■ Exercise requirements:
• A. From the article header, extract everything from "Coupling relationship between" up to and including "jiangyl@upc.edu.cn (You-lu Jiang)".
• B. List every postal code that appears in the affiliations of the article header.

═══ Exercise text

Coupling relationship between reservoir diagenesis and hydrocarbon accumulation in Lower Cretaceous Yingcheng Formation of Dongling, Changling fault depression, Songliao Basin, Northeast China

a.
Guangzhou Marine Geological Survey, China Geological Survey, Ministry of Natural Resources, Guangzhou 510075, China
b.
Southern Marine Science and Engineering Guangdong Laboratory (Guangzhou), Guangzhou 511458, China
c.
School of Geosciences, China University of Petroleum, Qingdao 266580, China
d.
Sinopec Northeast Oil-Gas Branch Company, Changchun 130062, China

More Information

Corresponding authors: upcluyunqian@163.com (Yun-qian Lu); jiangyl@upc.edu.cn (You-lu Jiang)

══════
═══ Data listing

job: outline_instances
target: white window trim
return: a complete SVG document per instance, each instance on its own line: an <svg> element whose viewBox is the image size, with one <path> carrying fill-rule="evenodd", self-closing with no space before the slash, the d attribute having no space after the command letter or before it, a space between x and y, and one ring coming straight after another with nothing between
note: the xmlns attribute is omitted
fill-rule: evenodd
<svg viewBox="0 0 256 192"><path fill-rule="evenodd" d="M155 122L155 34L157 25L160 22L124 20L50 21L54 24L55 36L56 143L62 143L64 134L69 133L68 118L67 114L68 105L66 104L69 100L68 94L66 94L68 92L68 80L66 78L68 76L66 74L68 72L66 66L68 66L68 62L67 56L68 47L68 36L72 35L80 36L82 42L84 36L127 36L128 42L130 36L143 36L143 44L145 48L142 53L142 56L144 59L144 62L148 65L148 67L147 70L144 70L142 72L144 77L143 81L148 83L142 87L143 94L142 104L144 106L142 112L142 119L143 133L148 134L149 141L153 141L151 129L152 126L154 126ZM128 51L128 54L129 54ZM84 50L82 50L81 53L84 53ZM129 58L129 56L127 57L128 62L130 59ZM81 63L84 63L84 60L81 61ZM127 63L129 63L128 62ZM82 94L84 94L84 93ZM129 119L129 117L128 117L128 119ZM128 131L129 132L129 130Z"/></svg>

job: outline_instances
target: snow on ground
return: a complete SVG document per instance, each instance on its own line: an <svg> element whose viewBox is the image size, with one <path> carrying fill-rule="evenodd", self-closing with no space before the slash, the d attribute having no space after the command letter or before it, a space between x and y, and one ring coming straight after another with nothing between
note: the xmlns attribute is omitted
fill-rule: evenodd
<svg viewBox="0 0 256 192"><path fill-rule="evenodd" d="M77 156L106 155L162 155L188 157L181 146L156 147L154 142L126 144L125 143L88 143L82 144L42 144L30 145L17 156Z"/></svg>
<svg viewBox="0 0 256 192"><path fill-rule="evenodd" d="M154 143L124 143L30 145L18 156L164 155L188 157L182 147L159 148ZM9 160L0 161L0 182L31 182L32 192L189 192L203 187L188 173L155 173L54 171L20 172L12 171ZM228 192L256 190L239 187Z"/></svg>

══════

■ Outputs in order:
• A.
Coupling relationship between reservoir diagenesis and hydrocarbon accumulation in Lower Cretaceous Yingcheng Formation of Dongling, Changling fault depression, Songliao Basin, Northeast China

a.
Guangzhou Marine Geological Survey, China Geological Survey, Ministry of Natural Resources, Guangzhou 510075, China
b.
Southern Marine Science and Engineering Guangdong Laboratory (Guangzhou), Guangzhou 511458, China
c.
School of Geosciences, China University of Petroleum, Qingdao 266580, China
d.
Sinopec Northeast Oil-Gas Branch Company, Changchun 130062, China

More Information

Corresponding authors: upcluyunqian@163.com (Yun-qian Lu); jiangyl@upc.edu.cn (You-lu Jiang)

• B.
510075
511458
266580
130062